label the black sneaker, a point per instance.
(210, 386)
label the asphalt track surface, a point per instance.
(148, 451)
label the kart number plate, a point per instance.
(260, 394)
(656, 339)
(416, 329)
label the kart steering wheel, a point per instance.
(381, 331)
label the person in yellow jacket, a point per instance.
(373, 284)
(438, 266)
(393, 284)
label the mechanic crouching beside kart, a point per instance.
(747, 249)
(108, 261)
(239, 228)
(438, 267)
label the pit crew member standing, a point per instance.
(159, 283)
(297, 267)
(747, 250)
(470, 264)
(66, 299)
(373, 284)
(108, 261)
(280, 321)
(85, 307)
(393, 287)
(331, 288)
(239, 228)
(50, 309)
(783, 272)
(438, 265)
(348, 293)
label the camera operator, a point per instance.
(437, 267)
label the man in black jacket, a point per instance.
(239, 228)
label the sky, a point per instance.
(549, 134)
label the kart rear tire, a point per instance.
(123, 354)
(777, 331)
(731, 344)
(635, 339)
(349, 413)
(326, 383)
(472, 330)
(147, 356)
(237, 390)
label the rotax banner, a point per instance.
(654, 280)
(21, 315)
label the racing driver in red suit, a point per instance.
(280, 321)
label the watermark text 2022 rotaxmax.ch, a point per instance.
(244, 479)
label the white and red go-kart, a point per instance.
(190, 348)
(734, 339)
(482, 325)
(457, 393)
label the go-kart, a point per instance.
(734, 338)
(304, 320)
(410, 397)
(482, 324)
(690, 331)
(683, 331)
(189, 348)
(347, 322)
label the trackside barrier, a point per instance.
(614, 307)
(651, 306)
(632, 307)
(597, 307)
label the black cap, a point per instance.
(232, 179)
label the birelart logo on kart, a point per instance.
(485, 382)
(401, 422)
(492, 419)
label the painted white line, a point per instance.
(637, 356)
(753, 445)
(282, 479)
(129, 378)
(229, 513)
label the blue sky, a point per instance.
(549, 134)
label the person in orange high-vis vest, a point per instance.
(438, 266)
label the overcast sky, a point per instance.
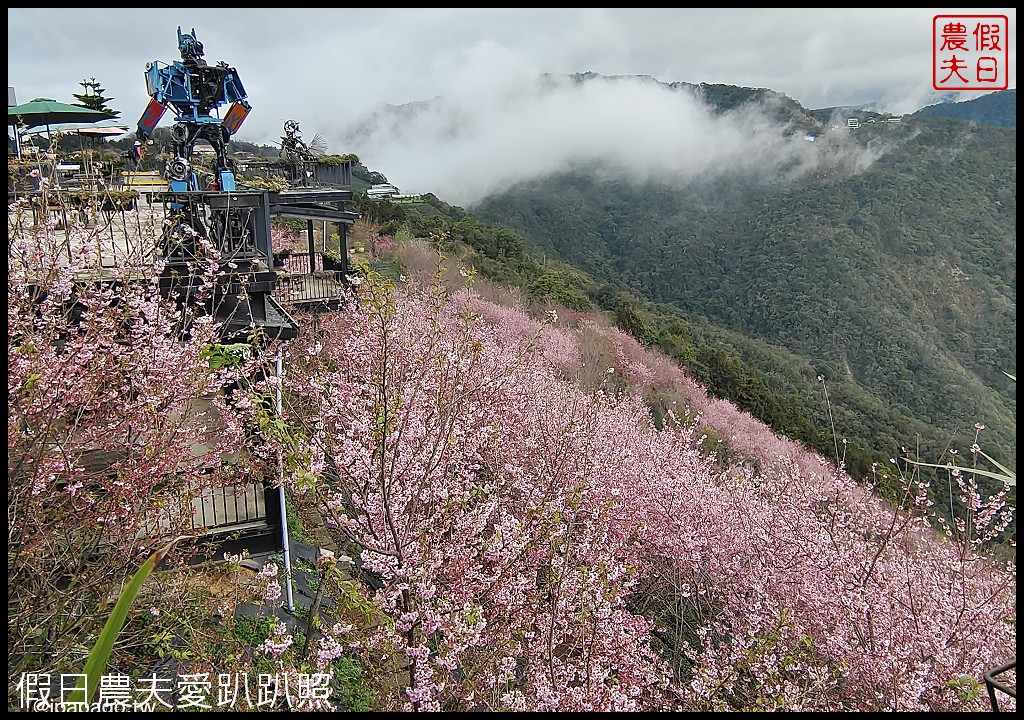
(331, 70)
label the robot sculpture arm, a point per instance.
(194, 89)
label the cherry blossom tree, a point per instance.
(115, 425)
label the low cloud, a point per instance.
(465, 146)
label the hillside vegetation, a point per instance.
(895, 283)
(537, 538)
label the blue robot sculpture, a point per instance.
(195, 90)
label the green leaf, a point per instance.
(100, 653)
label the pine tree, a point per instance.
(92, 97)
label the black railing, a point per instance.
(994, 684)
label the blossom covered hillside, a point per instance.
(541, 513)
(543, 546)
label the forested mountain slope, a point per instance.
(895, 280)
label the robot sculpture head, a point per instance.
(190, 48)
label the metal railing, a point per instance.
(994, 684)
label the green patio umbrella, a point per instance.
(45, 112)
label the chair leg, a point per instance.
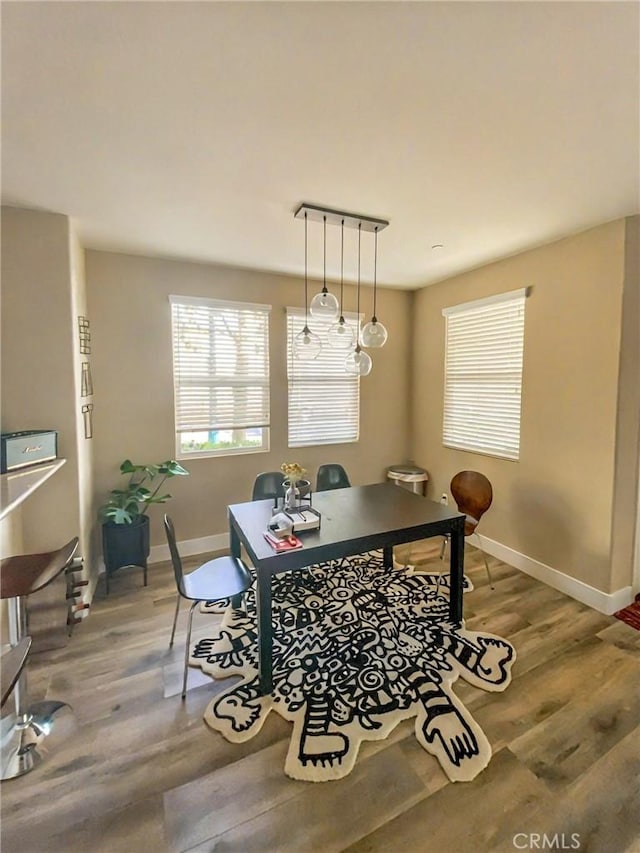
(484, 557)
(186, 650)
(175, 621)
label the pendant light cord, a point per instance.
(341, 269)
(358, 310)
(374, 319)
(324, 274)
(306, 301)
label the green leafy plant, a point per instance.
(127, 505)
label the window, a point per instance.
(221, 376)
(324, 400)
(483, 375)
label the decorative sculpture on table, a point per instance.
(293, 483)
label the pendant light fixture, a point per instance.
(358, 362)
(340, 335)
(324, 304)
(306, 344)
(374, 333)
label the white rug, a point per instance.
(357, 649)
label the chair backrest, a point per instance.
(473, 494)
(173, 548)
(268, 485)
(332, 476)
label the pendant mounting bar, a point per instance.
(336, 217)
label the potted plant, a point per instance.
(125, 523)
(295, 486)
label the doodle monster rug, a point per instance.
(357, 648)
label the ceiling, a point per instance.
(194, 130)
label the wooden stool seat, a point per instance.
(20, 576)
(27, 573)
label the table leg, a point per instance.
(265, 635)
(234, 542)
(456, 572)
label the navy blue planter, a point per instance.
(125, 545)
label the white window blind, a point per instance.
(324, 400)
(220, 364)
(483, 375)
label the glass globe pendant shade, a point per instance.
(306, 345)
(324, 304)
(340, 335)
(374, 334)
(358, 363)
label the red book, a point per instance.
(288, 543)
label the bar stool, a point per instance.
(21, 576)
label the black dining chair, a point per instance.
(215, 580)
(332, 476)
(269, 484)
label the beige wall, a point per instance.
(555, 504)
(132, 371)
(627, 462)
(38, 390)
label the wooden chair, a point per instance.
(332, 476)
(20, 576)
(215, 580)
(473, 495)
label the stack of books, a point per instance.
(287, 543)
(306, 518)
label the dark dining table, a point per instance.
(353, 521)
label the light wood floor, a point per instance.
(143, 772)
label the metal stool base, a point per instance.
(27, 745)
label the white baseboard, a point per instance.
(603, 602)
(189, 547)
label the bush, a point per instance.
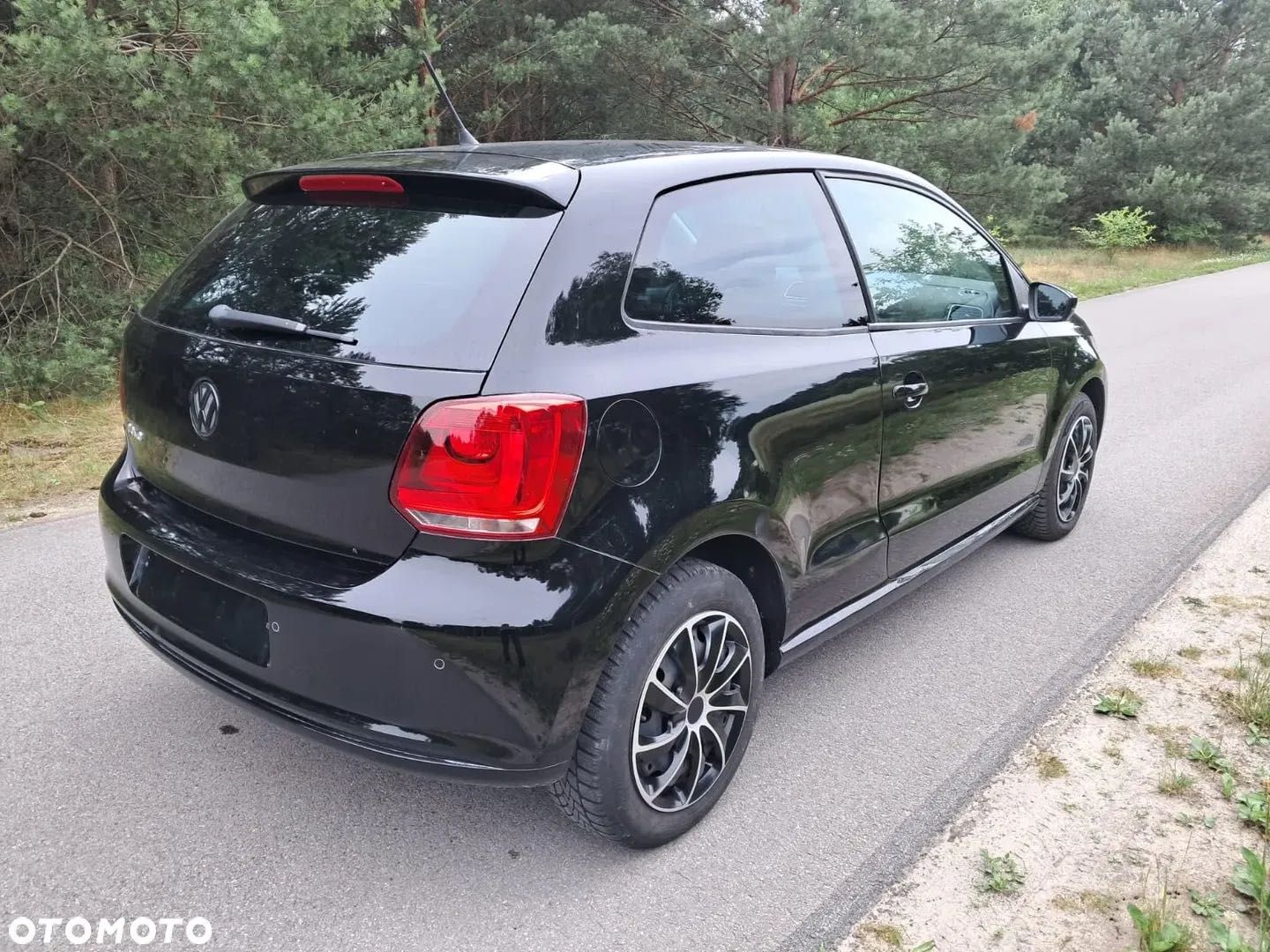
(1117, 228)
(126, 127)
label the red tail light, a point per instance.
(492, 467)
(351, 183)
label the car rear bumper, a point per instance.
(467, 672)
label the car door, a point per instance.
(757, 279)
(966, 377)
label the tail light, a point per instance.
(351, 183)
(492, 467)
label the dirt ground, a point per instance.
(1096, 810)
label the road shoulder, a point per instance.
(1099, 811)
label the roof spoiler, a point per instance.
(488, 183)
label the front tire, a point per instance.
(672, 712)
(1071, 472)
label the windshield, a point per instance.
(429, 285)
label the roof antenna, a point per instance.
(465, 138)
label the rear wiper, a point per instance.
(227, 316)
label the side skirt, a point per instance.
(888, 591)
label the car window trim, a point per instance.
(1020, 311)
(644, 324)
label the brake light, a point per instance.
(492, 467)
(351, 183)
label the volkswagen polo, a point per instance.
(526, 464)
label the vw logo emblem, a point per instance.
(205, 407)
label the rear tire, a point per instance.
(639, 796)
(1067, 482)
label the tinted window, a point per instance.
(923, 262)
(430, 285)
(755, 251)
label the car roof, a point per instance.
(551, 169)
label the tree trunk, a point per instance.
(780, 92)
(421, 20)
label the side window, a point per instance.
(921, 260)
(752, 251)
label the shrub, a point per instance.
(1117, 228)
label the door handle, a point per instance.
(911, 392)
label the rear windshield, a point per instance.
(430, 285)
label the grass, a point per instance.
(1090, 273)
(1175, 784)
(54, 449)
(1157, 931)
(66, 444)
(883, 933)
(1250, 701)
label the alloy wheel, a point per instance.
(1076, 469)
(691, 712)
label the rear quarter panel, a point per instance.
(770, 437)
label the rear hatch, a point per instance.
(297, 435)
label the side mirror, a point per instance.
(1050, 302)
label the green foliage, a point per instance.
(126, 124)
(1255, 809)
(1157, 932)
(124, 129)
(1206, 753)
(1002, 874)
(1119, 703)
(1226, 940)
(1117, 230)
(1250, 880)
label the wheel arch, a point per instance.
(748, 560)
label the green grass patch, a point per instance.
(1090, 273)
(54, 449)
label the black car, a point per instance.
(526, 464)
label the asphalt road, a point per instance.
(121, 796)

++++++++

◆ EXERCISE ◆
All of the entries above should be duplicated exactly, except for the pictures.

◆ SOLUTION FOR THIS TASK ◆
label the black sneaker, a point per instance.
(210, 386)
label the asphalt track surface, a point per instance.
(148, 451)
label the kart number plate, a point per instance.
(260, 394)
(656, 339)
(416, 329)
label the kart steering wheel, a point per instance.
(381, 331)
label the person in yellow jacket, a point per instance.
(373, 284)
(438, 266)
(393, 284)
label the mechanic crouching beside kart, a point per instance.
(747, 249)
(108, 261)
(239, 228)
(438, 267)
label the pit crew member standing, a point per instance.
(159, 283)
(297, 267)
(747, 250)
(470, 264)
(66, 299)
(373, 284)
(108, 261)
(280, 321)
(85, 307)
(393, 287)
(331, 288)
(239, 228)
(50, 309)
(783, 272)
(438, 265)
(348, 293)
label the camera operator, a point per instance.
(437, 267)
label the man in black jacket, a point per instance.
(239, 228)
label the sky, a point per instance.
(549, 134)
label the kart rear tire, a point per instance.
(123, 354)
(777, 331)
(731, 344)
(635, 339)
(349, 413)
(326, 383)
(472, 330)
(147, 356)
(237, 390)
label the rotax banner, a point per instance.
(654, 280)
(21, 315)
label the racing driver in red suit, a point per instance.
(280, 321)
label the watermark text 2022 rotaxmax.ch, a point per instance.
(244, 479)
label the white and red go-kart, a point per instance.
(190, 348)
(734, 339)
(482, 325)
(457, 393)
label the go-kart, a point per instance.
(734, 338)
(304, 320)
(410, 397)
(482, 324)
(690, 331)
(683, 331)
(189, 348)
(347, 322)
label the trackside barrier, a point per instance.
(614, 307)
(651, 306)
(632, 307)
(597, 307)
label the black cap, a point per instance.
(232, 179)
label the birelart logo on kart, a point per instance.
(485, 382)
(401, 422)
(492, 419)
label the painted white line, a point per instance.
(637, 356)
(753, 445)
(282, 479)
(129, 378)
(229, 513)
label the blue sky, a point per instance.
(549, 134)
label the person in orange high-vis vest, a point per instance.
(438, 266)
label the overcast sky, a point per instance.
(331, 70)
label the robot sculpture arm, a point per instance.
(194, 89)
label the cherry blossom tree, a point per instance.
(115, 425)
label the low cloud, a point per instance.
(465, 146)
label the hillside vegetation, a point per instance.
(895, 283)
(537, 538)
label the blue robot sculpture, a point per instance.
(195, 90)
label the green leaf, a point per instance.
(100, 653)
label the pine tree, a point per instance.
(92, 97)
label the black railing, a point per instance.
(994, 684)
label the blossom covered hillside, a point per instance.
(541, 513)
(543, 546)
label the forested mountain slope, a point per instance.
(895, 280)
label the robot sculpture head, a point per instance.
(190, 48)
label the metal railing, a point per instance.
(994, 684)
label the green patio umbrella, a point per instance.
(45, 112)
label the chair leg, a point per instance.
(484, 557)
(186, 650)
(175, 621)
label the pendant light cord, a point per instance.
(341, 269)
(358, 310)
(374, 319)
(324, 274)
(306, 301)
label the green leafy plant, a point per instance.
(127, 505)
label the window, a point per instance.
(221, 376)
(324, 400)
(483, 375)
label the decorative sculpture on table, a point per instance.
(293, 483)
label the pendant light fixture, a point per instance.
(358, 362)
(340, 335)
(324, 304)
(306, 344)
(374, 333)
label the white rug, a point per instance.
(357, 649)
label the chair backrest, a point per instance.
(473, 494)
(173, 548)
(268, 485)
(332, 476)
label the pendant mounting bar, a point per instance.
(336, 217)
label the potted plant, a point per instance.
(125, 523)
(295, 486)
label the doodle monster rug, a point per instance.
(357, 648)
label the ceiling, a point per instance.
(194, 130)
label the wooden stool seat, a point per instance.
(20, 576)
(27, 573)
label the table leg, a point per instance.
(265, 635)
(234, 542)
(456, 572)
label the navy blue planter, a point per instance.
(125, 545)
label the white window blind, a point per instance.
(324, 400)
(220, 364)
(483, 375)
label the glass globe pendant shade, a point per instance.
(306, 345)
(324, 304)
(340, 335)
(374, 334)
(358, 363)
label the red book, a point per instance.
(288, 543)
label the bar stool, a point per instance.
(21, 576)
label the black dining chair, a point per instance.
(215, 580)
(332, 476)
(269, 484)
label the beige wall, a point per instance.
(555, 504)
(132, 371)
(627, 462)
(38, 390)
label the wooden chair, a point per instance.
(332, 476)
(20, 576)
(215, 580)
(473, 495)
label the stack of books, a point per instance.
(287, 543)
(306, 518)
label the dark dining table, a point per instance.
(353, 521)
label the light wood floor, a point per instance.
(143, 772)
label the metal stool base, a point per instance.
(27, 745)
label the white baseboard, a point per instance.
(603, 602)
(189, 547)
label the bush, a point per instance.
(1117, 228)
(126, 127)
label the red tail light, a point per instance.
(492, 467)
(351, 183)
label the car rear bumper, a point per instance.
(467, 672)
label the car door, a point per instance.
(757, 279)
(966, 377)
label the tail light, a point per instance.
(351, 183)
(492, 467)
label the dirt ground, a point per instance.
(1096, 810)
label the road shoulder, a point per instance.
(1099, 811)
label the roof spoiler, a point per instance.
(488, 183)
label the front tire, a point per instance.
(672, 712)
(1071, 472)
label the windshield, a point per instance.
(429, 285)
label the roof antenna, a point per instance.
(465, 138)
label the rear wiper, a point per instance.
(227, 316)
label the side skirt, a point per instance.
(888, 591)
label the car window trim, a point per instance.
(1020, 311)
(644, 324)
label the brake light, a point per instance.
(492, 467)
(351, 183)
label the volkswagen polo, a point per instance.
(526, 464)
label the vw logo emblem, a point per instance.
(205, 407)
label the rear tire, a point per instance.
(639, 796)
(1067, 482)
label the tinted window, a point per instance.
(923, 262)
(430, 285)
(755, 251)
label the car roof, a point per instance.
(551, 169)
label the tree trunk, a point per instance.
(780, 92)
(421, 20)
label the side window, a point per instance.
(921, 260)
(752, 251)
label the shrub, a point per instance.
(1117, 228)
label the door handle, a point per instance.
(911, 392)
label the rear windshield, a point per instance.
(430, 285)
label the grass, a point per instance.
(1090, 273)
(1175, 784)
(54, 449)
(1157, 931)
(66, 444)
(883, 933)
(1250, 701)
label the alloy wheel, a point per instance.
(1076, 469)
(691, 712)
label the rear quarter panel, a point per instance.
(770, 437)
label the rear hatch, a point per instance.
(297, 435)
label the side mirror, a point per instance.
(1050, 302)
label the green foliage, a point per instance.
(126, 124)
(1255, 809)
(1157, 932)
(124, 129)
(1206, 753)
(1002, 874)
(1119, 703)
(1226, 940)
(1117, 230)
(1250, 880)
label the wheel arch, a point per instance.
(748, 560)
label the green grass patch, a point per instance.
(1090, 273)
(54, 449)
label the black car, a point per instance.
(526, 464)
label the asphalt road, a point per instance.
(121, 796)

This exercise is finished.